Return everything in the entries below, from the line containing "For every instance of the unopened" down to the end of the entries, including both the first and last lines and changing nothing.

## START

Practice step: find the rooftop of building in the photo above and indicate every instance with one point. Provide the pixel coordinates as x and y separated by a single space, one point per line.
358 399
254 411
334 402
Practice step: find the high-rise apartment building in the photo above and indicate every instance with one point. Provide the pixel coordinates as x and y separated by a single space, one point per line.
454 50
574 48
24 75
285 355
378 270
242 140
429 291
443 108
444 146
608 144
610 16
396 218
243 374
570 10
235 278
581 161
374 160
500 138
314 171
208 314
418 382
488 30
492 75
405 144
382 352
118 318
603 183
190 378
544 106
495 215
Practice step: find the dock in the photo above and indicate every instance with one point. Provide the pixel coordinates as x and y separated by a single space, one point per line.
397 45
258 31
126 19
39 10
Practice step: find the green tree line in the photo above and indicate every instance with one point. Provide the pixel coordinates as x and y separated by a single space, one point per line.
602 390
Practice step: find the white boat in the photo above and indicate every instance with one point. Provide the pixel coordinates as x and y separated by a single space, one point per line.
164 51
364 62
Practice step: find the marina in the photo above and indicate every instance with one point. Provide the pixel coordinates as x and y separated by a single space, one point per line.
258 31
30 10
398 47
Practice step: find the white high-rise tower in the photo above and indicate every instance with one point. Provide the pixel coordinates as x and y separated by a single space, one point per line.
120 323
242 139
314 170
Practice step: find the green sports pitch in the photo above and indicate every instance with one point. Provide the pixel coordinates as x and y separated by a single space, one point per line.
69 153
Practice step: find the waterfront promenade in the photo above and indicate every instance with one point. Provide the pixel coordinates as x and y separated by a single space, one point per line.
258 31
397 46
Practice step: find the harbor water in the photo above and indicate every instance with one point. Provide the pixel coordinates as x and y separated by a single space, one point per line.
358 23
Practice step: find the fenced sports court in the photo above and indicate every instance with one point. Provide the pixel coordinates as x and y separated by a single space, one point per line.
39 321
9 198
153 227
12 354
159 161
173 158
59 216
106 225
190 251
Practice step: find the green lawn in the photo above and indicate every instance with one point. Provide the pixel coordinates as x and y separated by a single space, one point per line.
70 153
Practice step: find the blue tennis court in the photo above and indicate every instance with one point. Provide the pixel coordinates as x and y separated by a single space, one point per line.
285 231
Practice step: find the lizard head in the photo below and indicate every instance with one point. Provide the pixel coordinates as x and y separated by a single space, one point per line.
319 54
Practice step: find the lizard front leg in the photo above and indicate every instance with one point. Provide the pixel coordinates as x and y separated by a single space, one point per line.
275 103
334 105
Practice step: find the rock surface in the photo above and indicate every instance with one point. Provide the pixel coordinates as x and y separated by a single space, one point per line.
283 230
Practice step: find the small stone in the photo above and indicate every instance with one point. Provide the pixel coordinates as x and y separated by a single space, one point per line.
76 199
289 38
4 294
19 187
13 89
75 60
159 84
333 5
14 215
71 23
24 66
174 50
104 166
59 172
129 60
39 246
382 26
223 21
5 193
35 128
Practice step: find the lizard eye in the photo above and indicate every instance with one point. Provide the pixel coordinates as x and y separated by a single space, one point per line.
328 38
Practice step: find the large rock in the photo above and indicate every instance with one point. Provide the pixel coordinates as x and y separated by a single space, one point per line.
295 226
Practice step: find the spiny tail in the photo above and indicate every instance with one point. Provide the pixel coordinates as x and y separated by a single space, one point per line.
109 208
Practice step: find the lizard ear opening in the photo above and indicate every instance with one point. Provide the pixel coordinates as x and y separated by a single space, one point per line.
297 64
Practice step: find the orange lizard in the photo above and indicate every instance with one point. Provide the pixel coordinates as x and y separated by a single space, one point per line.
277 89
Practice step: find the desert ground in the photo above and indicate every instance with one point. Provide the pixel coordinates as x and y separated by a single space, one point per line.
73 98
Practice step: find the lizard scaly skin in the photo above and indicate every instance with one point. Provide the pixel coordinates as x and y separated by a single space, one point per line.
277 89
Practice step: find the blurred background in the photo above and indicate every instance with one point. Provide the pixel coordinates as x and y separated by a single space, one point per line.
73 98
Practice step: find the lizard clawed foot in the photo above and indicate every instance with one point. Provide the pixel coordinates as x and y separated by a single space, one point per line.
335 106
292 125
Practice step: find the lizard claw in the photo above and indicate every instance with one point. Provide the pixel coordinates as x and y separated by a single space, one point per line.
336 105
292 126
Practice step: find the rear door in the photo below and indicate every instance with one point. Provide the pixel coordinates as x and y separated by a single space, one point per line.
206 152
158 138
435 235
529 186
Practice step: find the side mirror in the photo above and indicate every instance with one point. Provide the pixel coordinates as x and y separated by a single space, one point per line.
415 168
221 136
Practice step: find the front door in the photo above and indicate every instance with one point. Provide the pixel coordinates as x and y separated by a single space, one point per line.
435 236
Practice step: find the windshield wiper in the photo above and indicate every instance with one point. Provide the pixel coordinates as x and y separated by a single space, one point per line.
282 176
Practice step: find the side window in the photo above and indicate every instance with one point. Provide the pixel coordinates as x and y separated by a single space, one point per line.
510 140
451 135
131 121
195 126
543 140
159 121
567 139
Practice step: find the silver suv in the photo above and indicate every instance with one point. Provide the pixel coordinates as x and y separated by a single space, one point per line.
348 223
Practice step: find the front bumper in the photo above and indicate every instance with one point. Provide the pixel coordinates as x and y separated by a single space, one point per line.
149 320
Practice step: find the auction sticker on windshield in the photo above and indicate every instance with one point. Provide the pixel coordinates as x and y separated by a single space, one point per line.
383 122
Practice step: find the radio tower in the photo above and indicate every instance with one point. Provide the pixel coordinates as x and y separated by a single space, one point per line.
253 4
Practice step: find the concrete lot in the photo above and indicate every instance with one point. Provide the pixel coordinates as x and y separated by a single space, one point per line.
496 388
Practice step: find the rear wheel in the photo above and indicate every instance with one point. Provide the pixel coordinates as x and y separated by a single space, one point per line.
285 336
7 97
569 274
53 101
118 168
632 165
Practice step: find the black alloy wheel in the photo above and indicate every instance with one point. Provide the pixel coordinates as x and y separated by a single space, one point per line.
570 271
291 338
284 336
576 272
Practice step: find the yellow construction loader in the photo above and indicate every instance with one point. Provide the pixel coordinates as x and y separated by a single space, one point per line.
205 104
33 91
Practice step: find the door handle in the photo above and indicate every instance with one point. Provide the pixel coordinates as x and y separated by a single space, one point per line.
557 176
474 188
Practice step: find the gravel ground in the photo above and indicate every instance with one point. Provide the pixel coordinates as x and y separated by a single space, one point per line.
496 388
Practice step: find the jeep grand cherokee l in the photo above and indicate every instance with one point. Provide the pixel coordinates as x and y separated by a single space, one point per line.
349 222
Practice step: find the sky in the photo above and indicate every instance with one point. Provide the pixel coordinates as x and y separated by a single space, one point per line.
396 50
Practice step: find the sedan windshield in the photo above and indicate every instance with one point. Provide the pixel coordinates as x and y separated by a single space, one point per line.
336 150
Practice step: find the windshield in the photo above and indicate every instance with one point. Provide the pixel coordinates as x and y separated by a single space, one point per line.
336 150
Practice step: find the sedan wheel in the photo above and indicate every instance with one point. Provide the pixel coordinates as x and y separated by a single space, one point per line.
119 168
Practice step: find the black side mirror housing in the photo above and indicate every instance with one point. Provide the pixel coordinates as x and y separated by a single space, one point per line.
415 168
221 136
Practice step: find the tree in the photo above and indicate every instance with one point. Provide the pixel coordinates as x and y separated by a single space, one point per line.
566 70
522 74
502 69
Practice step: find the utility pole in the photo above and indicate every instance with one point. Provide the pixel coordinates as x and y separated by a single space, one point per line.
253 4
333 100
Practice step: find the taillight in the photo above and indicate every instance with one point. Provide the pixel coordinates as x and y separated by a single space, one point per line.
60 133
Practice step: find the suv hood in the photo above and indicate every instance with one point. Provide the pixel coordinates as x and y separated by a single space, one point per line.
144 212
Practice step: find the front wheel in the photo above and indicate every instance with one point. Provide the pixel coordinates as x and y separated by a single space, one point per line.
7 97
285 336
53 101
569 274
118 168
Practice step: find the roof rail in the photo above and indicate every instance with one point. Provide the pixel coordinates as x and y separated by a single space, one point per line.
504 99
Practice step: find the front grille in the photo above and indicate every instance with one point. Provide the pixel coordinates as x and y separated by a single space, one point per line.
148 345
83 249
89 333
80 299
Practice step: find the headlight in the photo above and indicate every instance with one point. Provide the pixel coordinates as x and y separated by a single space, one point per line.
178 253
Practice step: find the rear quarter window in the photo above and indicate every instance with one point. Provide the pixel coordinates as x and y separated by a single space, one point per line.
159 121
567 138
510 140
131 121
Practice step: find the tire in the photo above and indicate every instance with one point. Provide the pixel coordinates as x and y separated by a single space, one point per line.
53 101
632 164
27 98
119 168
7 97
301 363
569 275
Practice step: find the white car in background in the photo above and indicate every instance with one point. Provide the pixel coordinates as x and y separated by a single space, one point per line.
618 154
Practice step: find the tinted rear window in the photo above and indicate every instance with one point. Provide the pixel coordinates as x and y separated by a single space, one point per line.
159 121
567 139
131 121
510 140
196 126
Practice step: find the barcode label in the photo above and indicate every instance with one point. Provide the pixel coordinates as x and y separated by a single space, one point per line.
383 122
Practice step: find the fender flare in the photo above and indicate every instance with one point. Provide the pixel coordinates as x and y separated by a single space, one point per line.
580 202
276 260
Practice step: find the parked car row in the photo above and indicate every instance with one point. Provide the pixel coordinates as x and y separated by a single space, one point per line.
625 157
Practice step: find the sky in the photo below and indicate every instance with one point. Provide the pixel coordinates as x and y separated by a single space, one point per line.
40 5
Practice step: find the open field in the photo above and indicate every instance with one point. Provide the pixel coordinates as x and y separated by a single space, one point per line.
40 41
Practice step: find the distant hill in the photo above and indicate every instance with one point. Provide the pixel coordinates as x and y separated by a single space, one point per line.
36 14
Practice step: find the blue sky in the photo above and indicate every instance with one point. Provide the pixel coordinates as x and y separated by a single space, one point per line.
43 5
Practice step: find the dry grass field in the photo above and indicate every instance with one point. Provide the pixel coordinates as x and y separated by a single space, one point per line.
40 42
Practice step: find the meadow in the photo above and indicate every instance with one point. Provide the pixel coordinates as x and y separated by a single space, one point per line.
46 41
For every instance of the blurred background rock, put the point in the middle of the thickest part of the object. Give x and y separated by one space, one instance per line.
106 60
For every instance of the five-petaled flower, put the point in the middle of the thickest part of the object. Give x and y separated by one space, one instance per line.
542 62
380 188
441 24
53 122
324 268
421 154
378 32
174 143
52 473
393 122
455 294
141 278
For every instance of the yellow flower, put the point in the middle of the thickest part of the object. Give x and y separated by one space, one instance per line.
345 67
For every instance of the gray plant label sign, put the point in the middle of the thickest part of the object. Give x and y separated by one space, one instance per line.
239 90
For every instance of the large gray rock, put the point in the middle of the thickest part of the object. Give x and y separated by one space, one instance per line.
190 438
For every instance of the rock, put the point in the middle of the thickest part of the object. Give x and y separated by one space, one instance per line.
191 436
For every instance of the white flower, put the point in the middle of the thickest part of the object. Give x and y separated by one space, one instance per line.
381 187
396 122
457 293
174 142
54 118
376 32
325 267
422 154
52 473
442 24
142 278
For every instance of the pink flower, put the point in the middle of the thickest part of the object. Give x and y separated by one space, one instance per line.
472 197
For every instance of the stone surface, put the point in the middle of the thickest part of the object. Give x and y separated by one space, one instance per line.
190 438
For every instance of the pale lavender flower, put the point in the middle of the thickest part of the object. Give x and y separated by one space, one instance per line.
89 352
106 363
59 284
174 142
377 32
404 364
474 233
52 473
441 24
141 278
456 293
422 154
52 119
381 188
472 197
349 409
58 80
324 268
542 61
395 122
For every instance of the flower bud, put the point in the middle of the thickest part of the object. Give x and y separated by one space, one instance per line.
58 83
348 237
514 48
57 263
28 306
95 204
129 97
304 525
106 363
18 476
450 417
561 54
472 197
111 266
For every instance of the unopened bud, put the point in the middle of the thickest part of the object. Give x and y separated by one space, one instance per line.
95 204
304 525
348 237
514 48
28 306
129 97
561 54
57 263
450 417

## END

Result –
For every instance of the unopened bud, put the point in the middle of the thickest part of the object. Give x and y separated by one space, one instance per line.
95 204
304 525
348 237
514 48
28 306
129 97
561 54
57 263
450 417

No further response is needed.